▶ _DOCUMENT SEGMENT_
^^^^^^^^

# Yup'ik Toy FST Morphological Analyzer

Central Alaskan Yup'ik (ISO 639-3: esu) is a polysynthetic language in the Eskimo-Aleut language family located in south-west Alaska.

This lab consists of creating a toy FST morphological analyzer for Yup'ik. This toy grammar will be looking at the recursive nature of Yup'ik noun and verb suffixes and the morphophonological processes.

## Yup'ik Words

![Word](Yup'ikWord.png)

Yup'ik nouns and verbs consist of one base, zero or more derivational suffixes, one inflectional suffix, and zero or more enclitics.

Bases are recursive and allow adding multiple derivaitonal suffixes.

^^^^^^^^

▶ _STORED ROWS_
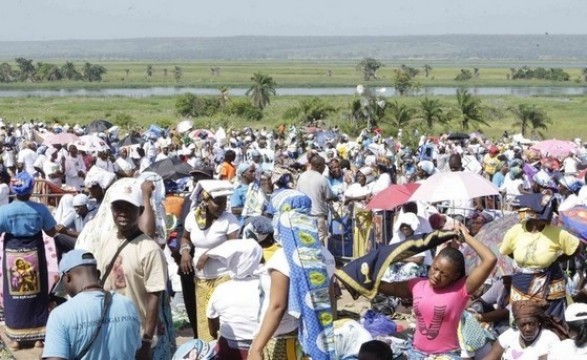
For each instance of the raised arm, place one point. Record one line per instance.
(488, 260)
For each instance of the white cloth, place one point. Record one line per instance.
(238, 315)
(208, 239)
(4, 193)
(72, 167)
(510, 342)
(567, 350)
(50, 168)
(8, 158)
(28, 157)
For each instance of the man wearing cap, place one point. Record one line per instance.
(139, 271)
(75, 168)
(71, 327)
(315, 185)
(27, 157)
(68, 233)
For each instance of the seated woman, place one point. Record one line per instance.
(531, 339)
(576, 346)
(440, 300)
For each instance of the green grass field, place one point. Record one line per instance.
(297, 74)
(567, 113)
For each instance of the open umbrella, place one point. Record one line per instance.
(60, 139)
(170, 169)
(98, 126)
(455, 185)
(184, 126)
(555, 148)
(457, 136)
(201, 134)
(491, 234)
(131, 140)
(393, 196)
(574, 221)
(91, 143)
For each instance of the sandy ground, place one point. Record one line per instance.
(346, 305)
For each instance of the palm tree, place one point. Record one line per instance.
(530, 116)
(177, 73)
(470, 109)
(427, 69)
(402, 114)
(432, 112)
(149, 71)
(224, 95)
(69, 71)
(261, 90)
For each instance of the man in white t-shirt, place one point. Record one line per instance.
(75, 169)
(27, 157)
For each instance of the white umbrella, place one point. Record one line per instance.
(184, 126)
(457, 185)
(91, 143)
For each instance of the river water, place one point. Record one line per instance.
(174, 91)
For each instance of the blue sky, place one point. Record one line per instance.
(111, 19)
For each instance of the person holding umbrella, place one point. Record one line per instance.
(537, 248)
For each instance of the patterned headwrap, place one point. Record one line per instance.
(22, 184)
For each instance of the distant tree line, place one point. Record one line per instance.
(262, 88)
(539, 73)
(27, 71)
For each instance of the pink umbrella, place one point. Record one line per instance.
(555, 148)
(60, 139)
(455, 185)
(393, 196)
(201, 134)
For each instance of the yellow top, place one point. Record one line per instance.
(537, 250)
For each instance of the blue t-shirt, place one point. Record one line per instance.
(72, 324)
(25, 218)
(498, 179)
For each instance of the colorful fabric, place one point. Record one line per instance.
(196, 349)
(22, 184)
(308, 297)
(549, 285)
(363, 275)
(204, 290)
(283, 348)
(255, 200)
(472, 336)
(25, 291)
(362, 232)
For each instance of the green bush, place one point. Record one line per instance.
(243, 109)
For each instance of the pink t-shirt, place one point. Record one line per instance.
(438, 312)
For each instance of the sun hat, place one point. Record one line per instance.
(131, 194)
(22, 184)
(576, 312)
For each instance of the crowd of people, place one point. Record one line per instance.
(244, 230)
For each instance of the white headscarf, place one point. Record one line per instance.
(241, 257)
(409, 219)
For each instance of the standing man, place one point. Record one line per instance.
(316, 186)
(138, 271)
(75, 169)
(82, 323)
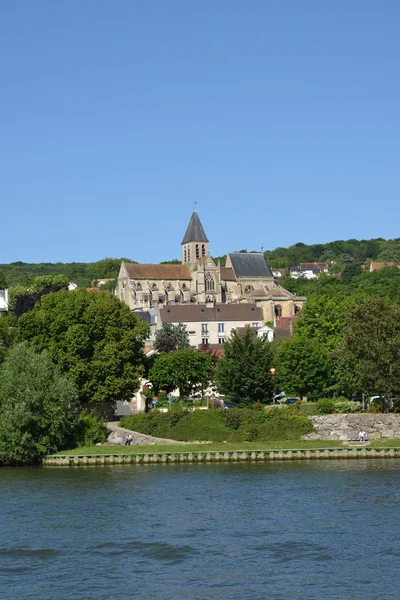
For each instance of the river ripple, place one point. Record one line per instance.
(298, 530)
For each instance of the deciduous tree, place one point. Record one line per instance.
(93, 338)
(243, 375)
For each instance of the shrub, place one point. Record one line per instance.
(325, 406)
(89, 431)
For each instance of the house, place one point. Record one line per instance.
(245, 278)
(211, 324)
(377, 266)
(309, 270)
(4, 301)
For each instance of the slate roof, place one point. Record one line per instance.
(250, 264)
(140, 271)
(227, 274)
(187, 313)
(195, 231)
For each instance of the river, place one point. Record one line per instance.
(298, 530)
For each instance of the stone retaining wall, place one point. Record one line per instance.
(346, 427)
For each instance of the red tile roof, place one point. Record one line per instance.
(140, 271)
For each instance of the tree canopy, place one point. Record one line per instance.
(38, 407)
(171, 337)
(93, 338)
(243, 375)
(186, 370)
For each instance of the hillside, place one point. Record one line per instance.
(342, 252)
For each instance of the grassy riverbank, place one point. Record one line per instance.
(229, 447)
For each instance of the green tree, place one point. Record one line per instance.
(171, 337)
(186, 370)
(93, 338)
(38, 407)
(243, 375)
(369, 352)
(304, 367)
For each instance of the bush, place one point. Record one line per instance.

^^^^^^^^

▶ _DIRECTIVE_
Copy the Yup'ik analyzer text from "# Yup'ik Toy" to "or more enclitics.", renaming "suffixes" to "affixes". The material plays no part in this exercise.

▶ _EXERCISE RESULT_
# Yup'ik Toy FST Morphological Analyzer

Central Alaskan Yup'ik (ISO 639-3: esu) is a polysynthetic language in the Eskimo-Aleut language family located in south-west Alaska.

This lab consists of creating a toy FST morphological analyzer for Yup'ik. This toy grammar will be looking at the recursive nature of Yup'ik noun and verb affixes and the morphophonological processes.

## Yup'ik Words

![Word](Yup'ikWord.png)

Yup'ik nouns and verbs consist of one base, zero or more derivational affixes, one inflectional suffix, and zero or more enclitics.